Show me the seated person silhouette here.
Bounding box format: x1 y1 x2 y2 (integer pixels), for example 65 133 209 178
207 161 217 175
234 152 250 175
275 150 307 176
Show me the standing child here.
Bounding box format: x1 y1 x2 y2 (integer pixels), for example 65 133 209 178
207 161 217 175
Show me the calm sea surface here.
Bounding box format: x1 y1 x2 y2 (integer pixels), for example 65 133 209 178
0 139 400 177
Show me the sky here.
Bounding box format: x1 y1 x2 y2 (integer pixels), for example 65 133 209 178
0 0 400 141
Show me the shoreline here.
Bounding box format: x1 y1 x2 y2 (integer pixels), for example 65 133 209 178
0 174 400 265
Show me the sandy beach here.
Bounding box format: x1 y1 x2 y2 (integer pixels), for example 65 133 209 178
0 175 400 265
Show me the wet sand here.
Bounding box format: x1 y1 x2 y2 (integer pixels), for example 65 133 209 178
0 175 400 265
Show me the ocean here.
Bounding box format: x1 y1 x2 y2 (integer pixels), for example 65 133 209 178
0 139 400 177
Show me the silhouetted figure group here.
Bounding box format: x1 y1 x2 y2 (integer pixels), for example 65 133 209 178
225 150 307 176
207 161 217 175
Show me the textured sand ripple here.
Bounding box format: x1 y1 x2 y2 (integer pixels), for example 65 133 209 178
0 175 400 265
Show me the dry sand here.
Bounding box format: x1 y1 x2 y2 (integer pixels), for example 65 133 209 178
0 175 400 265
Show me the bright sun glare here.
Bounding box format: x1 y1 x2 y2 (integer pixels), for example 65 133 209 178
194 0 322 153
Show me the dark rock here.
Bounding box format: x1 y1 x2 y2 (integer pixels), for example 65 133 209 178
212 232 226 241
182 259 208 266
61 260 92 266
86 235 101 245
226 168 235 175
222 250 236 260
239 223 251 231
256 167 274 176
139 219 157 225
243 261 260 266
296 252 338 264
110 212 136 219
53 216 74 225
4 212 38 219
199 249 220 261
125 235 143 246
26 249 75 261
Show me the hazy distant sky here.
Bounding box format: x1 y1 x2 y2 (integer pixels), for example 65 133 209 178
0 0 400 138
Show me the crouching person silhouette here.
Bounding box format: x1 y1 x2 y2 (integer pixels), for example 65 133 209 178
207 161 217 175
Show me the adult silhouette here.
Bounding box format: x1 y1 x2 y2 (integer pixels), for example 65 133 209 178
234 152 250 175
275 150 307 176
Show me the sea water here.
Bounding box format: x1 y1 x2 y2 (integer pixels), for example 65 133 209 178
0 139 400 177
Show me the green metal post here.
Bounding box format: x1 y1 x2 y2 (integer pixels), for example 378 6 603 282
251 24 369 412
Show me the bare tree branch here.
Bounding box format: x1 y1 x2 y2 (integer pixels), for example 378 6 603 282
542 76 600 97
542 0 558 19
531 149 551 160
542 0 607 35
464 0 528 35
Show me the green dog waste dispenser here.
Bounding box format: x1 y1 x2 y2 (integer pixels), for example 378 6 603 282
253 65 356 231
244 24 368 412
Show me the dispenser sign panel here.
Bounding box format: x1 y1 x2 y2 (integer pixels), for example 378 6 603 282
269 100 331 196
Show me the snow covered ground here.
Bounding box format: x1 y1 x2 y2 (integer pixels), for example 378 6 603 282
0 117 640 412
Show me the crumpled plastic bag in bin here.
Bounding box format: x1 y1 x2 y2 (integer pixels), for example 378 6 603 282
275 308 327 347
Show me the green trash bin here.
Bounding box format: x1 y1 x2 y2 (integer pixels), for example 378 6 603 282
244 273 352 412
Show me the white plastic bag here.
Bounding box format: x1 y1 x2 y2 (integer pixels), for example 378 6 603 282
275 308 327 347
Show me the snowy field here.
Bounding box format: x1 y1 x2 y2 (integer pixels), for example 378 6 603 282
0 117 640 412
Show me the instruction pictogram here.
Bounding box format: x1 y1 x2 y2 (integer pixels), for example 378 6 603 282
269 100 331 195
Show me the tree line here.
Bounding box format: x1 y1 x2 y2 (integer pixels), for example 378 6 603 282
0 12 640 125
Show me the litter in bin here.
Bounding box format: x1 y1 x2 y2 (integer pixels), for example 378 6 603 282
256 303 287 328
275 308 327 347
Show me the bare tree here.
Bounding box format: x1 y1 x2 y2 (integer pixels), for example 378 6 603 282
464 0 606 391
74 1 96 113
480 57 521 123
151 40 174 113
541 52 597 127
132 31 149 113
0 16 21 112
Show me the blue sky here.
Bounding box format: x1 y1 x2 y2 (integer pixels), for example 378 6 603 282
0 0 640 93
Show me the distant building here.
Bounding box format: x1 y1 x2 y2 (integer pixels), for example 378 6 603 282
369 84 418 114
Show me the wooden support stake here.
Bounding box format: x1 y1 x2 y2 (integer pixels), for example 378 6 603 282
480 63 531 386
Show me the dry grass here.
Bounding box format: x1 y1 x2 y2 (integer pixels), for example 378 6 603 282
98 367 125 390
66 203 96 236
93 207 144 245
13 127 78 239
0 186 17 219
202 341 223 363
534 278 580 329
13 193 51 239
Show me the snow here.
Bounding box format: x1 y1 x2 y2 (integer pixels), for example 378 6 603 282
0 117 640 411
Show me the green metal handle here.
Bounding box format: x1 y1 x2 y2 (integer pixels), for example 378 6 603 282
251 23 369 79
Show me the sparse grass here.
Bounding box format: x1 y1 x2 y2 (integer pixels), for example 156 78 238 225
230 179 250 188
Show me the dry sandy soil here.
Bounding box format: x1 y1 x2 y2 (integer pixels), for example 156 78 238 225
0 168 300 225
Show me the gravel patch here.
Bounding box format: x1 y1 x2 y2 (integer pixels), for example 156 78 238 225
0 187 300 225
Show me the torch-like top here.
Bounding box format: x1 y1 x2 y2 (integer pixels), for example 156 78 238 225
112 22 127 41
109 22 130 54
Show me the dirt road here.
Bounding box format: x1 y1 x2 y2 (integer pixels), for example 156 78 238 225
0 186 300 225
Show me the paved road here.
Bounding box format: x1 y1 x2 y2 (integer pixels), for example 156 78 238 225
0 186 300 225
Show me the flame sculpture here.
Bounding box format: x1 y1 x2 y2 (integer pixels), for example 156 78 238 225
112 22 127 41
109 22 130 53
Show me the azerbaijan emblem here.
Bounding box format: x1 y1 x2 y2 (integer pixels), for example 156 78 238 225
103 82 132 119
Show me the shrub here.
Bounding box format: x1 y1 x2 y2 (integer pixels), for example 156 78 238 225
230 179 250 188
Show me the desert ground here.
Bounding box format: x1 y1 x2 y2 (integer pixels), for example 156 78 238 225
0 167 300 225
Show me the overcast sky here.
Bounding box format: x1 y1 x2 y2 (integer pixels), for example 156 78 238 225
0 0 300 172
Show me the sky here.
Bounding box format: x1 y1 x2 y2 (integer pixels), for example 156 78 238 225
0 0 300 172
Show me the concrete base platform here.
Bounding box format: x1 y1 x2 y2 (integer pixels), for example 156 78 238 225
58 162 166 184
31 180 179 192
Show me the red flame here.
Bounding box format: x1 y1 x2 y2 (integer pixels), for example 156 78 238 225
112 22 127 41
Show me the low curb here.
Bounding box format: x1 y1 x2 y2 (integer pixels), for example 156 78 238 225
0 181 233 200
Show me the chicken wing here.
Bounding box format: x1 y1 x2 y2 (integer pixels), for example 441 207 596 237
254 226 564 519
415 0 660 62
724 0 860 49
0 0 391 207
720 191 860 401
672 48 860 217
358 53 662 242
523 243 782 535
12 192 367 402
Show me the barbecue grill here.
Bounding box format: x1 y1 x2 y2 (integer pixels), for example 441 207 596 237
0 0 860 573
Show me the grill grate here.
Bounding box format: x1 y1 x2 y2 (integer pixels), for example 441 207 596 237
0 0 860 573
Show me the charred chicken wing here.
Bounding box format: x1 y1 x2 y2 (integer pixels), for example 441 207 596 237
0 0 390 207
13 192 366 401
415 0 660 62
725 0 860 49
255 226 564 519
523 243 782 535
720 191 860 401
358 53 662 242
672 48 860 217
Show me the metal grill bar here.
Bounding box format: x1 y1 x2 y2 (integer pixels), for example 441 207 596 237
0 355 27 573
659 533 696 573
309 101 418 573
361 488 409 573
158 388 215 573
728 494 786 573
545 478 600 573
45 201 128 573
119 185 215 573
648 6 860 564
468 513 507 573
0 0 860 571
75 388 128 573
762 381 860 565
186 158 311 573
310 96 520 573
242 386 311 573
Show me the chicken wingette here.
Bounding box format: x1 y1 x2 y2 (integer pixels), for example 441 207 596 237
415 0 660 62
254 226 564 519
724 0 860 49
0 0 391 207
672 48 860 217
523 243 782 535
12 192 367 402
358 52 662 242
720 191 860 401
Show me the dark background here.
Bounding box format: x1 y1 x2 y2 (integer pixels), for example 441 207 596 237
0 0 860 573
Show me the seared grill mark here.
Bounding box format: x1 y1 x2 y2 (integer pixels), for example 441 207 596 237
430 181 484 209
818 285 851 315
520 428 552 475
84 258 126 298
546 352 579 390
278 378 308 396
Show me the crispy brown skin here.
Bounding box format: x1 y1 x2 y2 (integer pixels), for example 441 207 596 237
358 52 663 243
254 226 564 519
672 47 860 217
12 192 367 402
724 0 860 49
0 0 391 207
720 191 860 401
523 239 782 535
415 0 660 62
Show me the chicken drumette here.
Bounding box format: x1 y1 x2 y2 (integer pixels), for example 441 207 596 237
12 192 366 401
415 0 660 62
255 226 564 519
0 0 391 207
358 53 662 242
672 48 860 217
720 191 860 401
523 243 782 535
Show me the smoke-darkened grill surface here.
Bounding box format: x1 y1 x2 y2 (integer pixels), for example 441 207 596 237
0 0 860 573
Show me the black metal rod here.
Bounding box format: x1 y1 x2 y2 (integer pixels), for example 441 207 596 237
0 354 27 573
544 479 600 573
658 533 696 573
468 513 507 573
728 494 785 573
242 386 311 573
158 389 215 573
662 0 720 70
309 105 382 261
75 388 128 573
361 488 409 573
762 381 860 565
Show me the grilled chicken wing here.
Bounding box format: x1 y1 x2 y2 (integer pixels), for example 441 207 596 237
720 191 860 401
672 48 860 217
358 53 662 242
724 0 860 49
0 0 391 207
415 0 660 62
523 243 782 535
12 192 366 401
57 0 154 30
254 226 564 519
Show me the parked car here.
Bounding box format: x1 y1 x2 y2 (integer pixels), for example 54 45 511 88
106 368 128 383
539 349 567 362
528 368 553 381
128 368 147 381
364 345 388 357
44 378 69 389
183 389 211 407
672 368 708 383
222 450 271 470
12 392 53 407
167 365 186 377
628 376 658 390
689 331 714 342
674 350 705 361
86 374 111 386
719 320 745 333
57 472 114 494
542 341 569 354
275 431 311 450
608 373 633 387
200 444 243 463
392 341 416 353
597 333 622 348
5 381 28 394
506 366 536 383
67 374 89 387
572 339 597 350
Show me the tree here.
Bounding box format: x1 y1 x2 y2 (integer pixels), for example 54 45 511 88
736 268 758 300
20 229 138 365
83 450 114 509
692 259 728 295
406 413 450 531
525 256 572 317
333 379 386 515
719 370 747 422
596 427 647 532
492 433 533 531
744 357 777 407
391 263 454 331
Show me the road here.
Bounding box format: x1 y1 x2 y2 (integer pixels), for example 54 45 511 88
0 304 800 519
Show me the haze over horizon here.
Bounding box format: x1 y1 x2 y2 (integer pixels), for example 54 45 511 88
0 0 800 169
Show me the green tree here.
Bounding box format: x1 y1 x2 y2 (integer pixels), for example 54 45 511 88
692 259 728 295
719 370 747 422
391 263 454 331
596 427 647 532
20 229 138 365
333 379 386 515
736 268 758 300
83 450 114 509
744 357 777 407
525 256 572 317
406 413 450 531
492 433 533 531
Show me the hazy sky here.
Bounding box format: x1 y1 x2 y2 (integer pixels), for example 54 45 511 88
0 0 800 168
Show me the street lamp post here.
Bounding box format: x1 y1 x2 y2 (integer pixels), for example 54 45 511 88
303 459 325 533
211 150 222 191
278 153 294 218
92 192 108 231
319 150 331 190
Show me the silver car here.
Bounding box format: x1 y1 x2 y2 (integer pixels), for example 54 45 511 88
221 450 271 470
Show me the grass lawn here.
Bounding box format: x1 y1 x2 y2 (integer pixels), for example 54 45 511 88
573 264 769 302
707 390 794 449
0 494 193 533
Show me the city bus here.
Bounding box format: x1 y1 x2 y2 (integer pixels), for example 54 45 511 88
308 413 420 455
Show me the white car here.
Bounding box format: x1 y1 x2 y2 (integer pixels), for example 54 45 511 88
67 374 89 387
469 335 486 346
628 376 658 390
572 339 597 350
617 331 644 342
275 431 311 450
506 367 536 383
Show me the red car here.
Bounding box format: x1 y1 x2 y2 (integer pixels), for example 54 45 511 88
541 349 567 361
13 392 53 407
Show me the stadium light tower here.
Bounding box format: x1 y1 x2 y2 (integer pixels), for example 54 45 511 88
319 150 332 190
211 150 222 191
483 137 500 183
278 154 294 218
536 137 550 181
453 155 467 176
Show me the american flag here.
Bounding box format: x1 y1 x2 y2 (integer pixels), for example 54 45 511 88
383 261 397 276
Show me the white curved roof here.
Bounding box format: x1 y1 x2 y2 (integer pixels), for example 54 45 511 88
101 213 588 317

········

Aim: Copy out the items word for word, starting at the line containing "Show me the low curb here." and ending at the line containing "0 181 233 200".

Task result:
Show me the low curb here.
Bounding box format: x1 y1 x2 y2 (integer pixels), for example 156 78 238 225
0 181 233 200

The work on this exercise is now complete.